What is being asked: Write the next part of the newsletter item on Florida's property tax amendment and its effect on water management districts, picking up after its final sentence.

Passage:

--------

Property Taxes on Water, AI Data Centers, and More
- IRNA

- 11 minutes ago
- 10 min read
June 27, 2026 Weekly Newsletter

The Property Tax Fight's Hidden Casualty:
Your Water
There's a piece of the property tax amendment debate that almost nobody is talking about, and Eric Draper raised it online recently with a sharp point: Florida's water management districts are about to take a major hit, and unlike cities and counties, they have almost nowhere else to turn for the money.
Draper is worth listening to on this. Over a 30-year conservation career, he became one of Florida's leading advocates for water and land conservation and Everglades restoration, known for getting business and agency leaders to the same table. He's credited with helping secure billions in new conservation and restoration spending and shaping many of the state's major environmental policy decisions, including statewide campaigns that won voter approval for land conservation. When he flags a funding threat, it's grounded in knowing exactly how these dollars work.
Here's the problem. If voters approve the amendment this November, the non-school homestead exemption climbs to $150,000 in 2027 and $250,000 in 2028, cutting non-school property taxes by close to 30% statewide. (The lack of a formal fiscal analysis led the House to potentially understate the real impact too.) That's relief many homeowners want. But property taxes are the backbone of how Florida's five water management districts fund water supply, water quality, ecosystem restoration, and flood control.
Those districts are projected to collect about $698 million in property taxes in FY2026-27. The amendment would slice roughly $200 million off that. And water management districts don't have the fallback revenue that cities and counties do (permit fees are a small slice of their budgets, and state appropriations come earmarked for specific projects, not general operations). Notably, during the special session, legislators tried to amend the bill to let water management districts keep using property tax revenue like the school districts. That effort failed.

--------

[Collected data entries]
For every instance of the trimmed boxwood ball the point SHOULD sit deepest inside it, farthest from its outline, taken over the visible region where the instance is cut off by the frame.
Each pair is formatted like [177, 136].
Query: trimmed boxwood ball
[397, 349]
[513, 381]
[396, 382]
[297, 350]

--------

Task answer:
For us here in Indian River County, this lands squarely on the St. Johns River Water Management District, which is projected to collect $131 million in FY2026-27.
St. Johns is the district responsible for the waters that define this region, including the Indian River Lagoon. A roughly 30% cut to its property tax base would directly weaken the work of cleaning up polluted springs, rivers, lakes, and estuaries, meeting Central Florida's looming 95-million-gallon-per-day water supply shortfall, and repairing aging flood control canals.
And don't count on the state to backfill it. With the exception of Everglades restoration, Tallahassee has largely declined to help cover the cost of protecting and restoring water resources. State programs for groundwater, springs, the Indian River Lagoon, and other impaired waters are funded at minimal levels. Appropriations haven't kept up with alternative water supply costs, and DEP's water quality grant program has gone unfunded two years running. The Office of Economic and Demographic Research has documented billions in unfunded water supply and water quality needs. Meanwhile, the districts have been rolling back property taxes and losing spending power for the best part of fifteen years.
If the amendment passes and the Legislature doesn't replace the lost $200 million (and it almost certainly won't if history is anything to go by), the districts will have no choice but to cut.
The hard part, as Draper's point underscores, is that the water management districts can't really fight for themselves. Staff and board members have been removed before for not aligning with the Governor. Good water resource management needs friends willing to speak up where the districts can't.
So as this amendment heads to the November ballot, it's worth asking a question the headlines aren't: what happens to the lagoon, the springs, and the canals when the money that protects them quietly disappears? We will keep bringing the dangerous aspects of this proposal to you over the next few months. Share this and other articles we post to help spread the word!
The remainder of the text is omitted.